(Photo-based referring expression data)
□ □ □

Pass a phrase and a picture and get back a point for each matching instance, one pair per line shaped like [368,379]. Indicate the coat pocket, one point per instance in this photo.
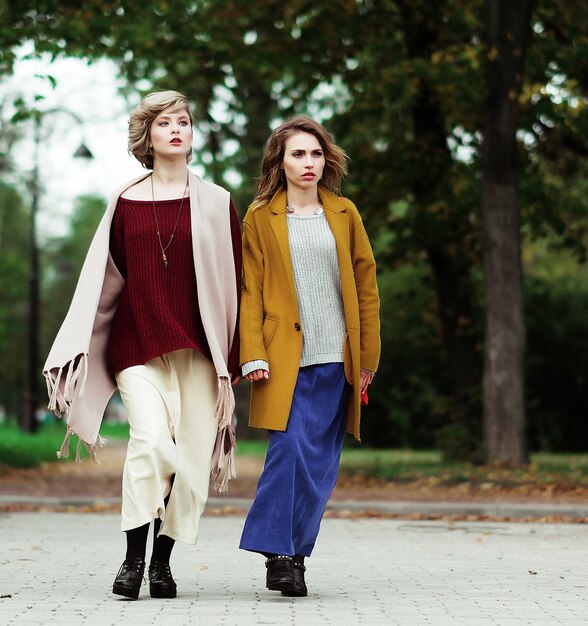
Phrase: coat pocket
[268,330]
[347,360]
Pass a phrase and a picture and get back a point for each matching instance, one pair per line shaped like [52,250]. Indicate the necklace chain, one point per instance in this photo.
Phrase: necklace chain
[162,248]
[318,211]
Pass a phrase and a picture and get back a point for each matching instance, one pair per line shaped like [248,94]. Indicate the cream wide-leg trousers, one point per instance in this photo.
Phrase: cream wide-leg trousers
[170,403]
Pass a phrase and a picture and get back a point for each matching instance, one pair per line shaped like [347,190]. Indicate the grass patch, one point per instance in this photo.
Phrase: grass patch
[545,471]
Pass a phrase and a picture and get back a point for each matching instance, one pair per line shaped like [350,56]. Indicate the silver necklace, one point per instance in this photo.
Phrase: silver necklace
[318,211]
[161,247]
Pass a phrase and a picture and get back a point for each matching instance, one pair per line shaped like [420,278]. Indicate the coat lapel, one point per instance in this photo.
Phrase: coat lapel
[339,224]
[280,227]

□ □ □

▶ [ASSIGNMENT] Output the lines above verbatim, images excluded.

▶ [FINAL ANSWER]
Pass a phrase and a picture and get back a point for each matching instance, one pair per line shaped like [368,379]. Indicate the coat pocket, one point per instance in this photo.
Phrase: coat pocket
[268,330]
[347,360]
Pass a phrase and a picture and get back a point for each matching instance, one pair per line shaped like [52,250]. Indicate the necklace chain, one point per instance in this photo.
Phrase: necklace chain
[162,248]
[318,211]
Pass a phrase and a picture and get back a point for each matching instance, one pair per line shaped like [248,94]. Indicate the cream wide-leg trousers, one point per instance in this photo.
Phrase: cream wide-leg trousers
[170,403]
Pass a phrase and a picture and get back a point for each matching instance, one pair per line shaped like [347,190]. Indicate the grass patch, one point per instance in this photo.
Phrase: grass patch
[545,471]
Pass a phrase and a picture and get back a point for each matching instance, one pair per line shaped like [350,56]. Indicate the silver necklace, one point per instance in this photo.
Phrase: silver necklace
[318,211]
[161,247]
Pass a phrase and a picture and get back a point for each matching instance, one pair per line shaped like [420,278]. Indicate the coat lapel, one point per instance in this photo.
Phrase: coat lapel
[339,224]
[280,227]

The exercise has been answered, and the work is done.